## Aim of the exercise
Can you quote all of the data below verbatim, leaving the pictures out?

## Data entries
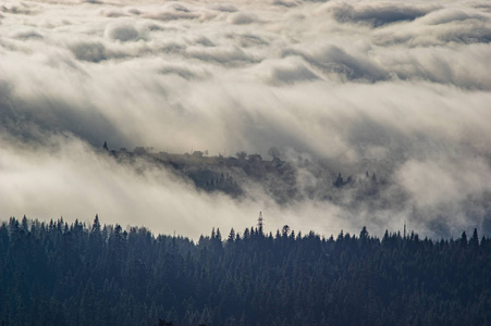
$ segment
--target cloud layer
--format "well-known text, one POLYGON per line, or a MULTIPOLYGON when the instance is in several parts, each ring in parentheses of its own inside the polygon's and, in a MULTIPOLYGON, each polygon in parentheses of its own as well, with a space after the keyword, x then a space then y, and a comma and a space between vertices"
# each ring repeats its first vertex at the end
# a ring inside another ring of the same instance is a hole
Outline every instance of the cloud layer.
POLYGON ((3 1, 0 218, 105 212, 196 236, 269 210, 272 228, 491 233, 490 41, 486 1, 3 1), (393 181, 386 198, 407 199, 356 214, 236 202, 114 166, 90 149, 105 140, 265 156, 275 146, 344 174, 369 167, 393 181))

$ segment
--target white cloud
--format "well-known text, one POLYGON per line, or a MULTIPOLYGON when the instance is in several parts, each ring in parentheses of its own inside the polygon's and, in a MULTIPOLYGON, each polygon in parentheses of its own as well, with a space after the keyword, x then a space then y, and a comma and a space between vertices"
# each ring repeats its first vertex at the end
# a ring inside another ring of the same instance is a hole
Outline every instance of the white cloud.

## Full answer
$ segment
--target cloud layer
--format "well-known text, one POLYGON per line, or a MULTIPOLYGON when the instance is in several parts, each ring in parentheses of its own inside the polygon's and, in a MULTIPOLYGON, each polygon in parentheses of its own as well, with a space after the keyword, x then a space then y, and a comma and a space between vertices"
# each ring repeats its first vertex at the end
# a ring inside another ring of the same instance is a hole
Outline every instance of the cloud layer.
POLYGON ((3 1, 0 218, 105 212, 196 236, 269 210, 272 228, 491 233, 490 41, 486 1, 3 1), (393 181, 386 198, 407 199, 356 214, 236 202, 114 166, 90 149, 105 140, 265 156, 275 146, 344 174, 369 167, 393 181))

$ segment
--target white cloud
--format "well-known text, one POLYGON per line, or a MULTIPOLYGON when the instance is in several parts, each ring in parentheses of its own inside the polygon's and, in a MULTIPOLYGON, each polygon in parentheses of its own as well, with a space after the keyword, x then a space then y, and a comma and a space between vertices"
# each ring repeats its first vertex at the end
# a ring inside another ring of the same instance is a hole
Outline every instance of the white cloud.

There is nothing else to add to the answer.